Exercise brief: Copy down all of the data underneath, exactly as shown.

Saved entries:
========================================================================
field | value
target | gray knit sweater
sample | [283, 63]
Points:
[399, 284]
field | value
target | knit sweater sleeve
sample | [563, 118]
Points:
========================================================================
Result of the task:
field | value
target | gray knit sweater
sample | [283, 63]
Points:
[399, 284]
field | value
target | knit sweater sleeve
sample | [563, 118]
Points:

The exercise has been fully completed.